- Instruction
Look below for the line with "point: microphone windscreen", and from there restate every line word for word until the entries end.

· · · · · · ·

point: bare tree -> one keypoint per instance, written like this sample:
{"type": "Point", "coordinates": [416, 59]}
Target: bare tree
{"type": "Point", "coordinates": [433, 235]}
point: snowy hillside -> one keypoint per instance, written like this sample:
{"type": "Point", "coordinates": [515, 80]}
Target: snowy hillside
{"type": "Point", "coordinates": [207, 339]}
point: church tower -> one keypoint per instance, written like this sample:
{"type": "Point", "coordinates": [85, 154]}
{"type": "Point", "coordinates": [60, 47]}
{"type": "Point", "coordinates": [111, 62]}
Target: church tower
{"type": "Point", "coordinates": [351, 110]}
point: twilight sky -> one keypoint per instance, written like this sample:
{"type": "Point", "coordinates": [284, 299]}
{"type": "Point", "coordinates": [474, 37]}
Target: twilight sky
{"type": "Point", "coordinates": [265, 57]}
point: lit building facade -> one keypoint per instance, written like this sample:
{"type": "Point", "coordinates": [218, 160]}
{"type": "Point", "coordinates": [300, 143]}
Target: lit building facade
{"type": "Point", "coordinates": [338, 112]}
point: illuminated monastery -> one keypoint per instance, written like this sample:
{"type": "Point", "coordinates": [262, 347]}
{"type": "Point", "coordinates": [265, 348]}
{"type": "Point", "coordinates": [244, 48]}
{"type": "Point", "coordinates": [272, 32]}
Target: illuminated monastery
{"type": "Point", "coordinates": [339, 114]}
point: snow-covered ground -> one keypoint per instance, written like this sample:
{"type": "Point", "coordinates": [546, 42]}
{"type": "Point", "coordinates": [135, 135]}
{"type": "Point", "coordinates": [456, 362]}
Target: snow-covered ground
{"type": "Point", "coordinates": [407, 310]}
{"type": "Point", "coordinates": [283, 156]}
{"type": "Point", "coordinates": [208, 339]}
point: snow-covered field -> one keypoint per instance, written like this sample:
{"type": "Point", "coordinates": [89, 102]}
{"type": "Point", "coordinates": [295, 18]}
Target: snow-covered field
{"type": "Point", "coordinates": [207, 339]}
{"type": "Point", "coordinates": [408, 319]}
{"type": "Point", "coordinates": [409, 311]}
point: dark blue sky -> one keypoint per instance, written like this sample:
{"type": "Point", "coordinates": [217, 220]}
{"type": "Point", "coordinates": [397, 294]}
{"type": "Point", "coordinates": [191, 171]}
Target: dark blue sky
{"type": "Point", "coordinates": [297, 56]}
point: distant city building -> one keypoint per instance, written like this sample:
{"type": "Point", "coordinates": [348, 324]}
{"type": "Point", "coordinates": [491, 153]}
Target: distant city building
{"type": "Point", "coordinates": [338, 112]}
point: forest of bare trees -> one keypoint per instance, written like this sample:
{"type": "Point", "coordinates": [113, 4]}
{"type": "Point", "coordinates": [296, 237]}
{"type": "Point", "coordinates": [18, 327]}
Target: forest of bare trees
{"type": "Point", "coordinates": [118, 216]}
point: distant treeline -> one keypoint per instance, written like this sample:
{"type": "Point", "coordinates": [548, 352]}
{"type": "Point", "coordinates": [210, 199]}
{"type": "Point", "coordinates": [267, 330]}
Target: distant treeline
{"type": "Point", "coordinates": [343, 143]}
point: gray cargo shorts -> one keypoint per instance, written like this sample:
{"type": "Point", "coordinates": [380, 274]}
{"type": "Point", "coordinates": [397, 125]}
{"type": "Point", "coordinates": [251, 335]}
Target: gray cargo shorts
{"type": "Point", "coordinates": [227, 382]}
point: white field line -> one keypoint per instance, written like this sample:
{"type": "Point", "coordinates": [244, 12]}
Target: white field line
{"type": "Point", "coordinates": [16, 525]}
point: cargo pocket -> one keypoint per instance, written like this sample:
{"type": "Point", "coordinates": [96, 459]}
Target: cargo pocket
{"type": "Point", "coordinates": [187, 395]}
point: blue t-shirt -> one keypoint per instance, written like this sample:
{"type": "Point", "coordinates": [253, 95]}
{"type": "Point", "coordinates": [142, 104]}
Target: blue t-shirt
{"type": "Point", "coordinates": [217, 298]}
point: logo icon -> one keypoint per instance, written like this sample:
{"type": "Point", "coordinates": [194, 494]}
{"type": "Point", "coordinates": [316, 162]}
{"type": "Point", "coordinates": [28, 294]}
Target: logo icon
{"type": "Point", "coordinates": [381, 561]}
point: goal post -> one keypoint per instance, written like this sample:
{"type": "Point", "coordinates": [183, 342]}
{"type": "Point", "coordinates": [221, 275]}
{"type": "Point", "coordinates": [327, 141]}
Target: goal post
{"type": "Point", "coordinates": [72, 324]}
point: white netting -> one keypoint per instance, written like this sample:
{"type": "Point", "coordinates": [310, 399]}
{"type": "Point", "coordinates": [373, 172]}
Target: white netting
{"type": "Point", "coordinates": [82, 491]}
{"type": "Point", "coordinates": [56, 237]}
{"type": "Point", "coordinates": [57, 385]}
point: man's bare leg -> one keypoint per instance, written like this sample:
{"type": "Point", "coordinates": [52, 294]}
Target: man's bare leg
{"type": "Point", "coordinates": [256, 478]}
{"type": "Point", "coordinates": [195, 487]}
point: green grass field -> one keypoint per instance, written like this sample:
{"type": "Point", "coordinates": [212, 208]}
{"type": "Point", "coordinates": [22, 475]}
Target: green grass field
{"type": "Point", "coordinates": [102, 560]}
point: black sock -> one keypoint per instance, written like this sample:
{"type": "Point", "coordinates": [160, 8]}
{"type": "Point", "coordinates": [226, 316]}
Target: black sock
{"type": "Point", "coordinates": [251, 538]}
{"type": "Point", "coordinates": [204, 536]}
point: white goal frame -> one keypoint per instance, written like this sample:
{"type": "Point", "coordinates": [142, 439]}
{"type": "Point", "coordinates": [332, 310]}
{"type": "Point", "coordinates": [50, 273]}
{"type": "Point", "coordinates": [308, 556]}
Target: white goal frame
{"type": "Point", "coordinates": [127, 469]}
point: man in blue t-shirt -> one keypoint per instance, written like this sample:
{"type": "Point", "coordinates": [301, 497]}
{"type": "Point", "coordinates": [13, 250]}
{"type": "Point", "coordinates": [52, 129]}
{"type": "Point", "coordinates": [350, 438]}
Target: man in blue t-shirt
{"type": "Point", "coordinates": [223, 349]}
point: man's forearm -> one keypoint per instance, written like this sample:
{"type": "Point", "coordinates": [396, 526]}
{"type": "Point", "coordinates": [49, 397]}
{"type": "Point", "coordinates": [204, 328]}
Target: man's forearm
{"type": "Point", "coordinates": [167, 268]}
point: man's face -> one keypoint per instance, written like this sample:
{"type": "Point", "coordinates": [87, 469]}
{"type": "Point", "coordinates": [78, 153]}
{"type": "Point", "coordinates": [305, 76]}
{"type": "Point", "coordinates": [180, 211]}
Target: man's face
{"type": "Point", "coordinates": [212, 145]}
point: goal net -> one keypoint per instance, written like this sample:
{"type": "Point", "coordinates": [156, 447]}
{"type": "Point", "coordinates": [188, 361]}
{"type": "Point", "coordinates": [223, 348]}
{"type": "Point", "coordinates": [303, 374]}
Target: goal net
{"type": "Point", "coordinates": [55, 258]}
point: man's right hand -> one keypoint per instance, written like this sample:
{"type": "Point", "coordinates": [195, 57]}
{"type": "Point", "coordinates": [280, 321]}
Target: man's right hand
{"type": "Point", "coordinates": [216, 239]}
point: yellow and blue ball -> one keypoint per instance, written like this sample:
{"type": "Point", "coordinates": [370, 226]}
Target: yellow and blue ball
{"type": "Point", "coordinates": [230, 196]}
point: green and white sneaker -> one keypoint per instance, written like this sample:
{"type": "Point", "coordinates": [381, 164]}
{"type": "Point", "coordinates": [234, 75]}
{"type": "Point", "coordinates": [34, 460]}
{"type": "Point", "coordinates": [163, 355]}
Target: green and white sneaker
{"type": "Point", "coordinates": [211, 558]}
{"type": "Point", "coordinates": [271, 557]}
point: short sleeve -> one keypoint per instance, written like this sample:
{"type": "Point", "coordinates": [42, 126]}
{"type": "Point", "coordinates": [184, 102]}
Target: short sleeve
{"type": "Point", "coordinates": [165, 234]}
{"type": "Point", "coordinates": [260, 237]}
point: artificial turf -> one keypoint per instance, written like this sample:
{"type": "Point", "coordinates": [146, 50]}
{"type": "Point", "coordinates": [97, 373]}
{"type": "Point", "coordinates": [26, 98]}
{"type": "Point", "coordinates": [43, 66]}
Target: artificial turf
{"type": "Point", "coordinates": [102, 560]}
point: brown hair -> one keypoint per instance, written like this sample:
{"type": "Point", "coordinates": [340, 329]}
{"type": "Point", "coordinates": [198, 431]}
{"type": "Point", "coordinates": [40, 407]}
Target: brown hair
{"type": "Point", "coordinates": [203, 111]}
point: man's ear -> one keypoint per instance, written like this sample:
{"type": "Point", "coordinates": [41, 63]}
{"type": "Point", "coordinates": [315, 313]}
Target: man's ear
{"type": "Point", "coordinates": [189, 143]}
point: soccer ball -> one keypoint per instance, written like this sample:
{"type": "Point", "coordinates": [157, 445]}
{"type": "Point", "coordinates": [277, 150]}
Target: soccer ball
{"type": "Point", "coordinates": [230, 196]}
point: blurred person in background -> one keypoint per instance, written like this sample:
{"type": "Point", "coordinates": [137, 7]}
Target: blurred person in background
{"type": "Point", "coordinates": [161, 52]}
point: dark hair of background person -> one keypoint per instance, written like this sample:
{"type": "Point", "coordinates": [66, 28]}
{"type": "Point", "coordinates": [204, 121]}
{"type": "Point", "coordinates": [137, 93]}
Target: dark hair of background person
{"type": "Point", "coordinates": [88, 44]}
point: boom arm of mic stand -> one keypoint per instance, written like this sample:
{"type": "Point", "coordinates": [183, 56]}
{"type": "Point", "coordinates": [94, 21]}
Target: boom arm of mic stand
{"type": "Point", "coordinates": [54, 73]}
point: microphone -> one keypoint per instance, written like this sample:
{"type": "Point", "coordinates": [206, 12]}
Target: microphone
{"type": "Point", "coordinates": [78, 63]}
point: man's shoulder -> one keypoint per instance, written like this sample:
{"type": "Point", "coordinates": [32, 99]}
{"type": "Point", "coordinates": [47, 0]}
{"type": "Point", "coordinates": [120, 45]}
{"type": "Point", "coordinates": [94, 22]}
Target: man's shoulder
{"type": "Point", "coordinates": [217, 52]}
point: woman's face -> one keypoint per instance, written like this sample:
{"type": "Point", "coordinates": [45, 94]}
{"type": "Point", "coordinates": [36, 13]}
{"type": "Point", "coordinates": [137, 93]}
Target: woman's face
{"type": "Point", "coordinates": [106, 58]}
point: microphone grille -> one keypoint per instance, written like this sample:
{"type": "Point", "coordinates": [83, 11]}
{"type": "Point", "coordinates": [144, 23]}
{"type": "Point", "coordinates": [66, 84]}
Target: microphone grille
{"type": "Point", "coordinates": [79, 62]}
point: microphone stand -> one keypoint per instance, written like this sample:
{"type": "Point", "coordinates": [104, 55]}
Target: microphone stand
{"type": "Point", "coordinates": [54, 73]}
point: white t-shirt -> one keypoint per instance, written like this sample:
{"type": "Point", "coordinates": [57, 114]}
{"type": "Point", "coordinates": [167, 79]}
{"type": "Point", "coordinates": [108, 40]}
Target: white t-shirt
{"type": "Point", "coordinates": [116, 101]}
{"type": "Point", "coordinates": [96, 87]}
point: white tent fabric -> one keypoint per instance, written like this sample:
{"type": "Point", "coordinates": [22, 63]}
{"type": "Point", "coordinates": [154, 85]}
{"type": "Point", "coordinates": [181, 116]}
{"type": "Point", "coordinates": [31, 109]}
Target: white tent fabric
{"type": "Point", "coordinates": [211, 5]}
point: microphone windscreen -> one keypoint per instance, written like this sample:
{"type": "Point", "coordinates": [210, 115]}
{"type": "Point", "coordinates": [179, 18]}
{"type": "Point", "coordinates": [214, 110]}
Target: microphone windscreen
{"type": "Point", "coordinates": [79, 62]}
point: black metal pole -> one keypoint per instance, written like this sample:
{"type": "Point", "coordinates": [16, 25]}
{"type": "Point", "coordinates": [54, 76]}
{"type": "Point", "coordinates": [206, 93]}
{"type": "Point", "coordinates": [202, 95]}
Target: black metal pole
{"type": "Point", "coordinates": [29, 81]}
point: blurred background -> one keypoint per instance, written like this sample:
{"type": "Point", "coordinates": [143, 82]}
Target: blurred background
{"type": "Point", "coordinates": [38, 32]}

· · · · · · ·

- The solution
point: microphone windscreen -> one keypoint per instance, written like this sample:
{"type": "Point", "coordinates": [210, 115]}
{"type": "Point", "coordinates": [179, 18]}
{"type": "Point", "coordinates": [214, 110]}
Target: microphone windscreen
{"type": "Point", "coordinates": [79, 62]}
point: black metal pole -> one keypoint per instance, written like this sample:
{"type": "Point", "coordinates": [16, 25]}
{"type": "Point", "coordinates": [54, 76]}
{"type": "Point", "coordinates": [206, 93]}
{"type": "Point", "coordinates": [202, 95]}
Target: black metal pole
{"type": "Point", "coordinates": [29, 81]}
point: blurred background -> one keypoint per instance, written like this sample:
{"type": "Point", "coordinates": [143, 82]}
Target: blurred background
{"type": "Point", "coordinates": [38, 32]}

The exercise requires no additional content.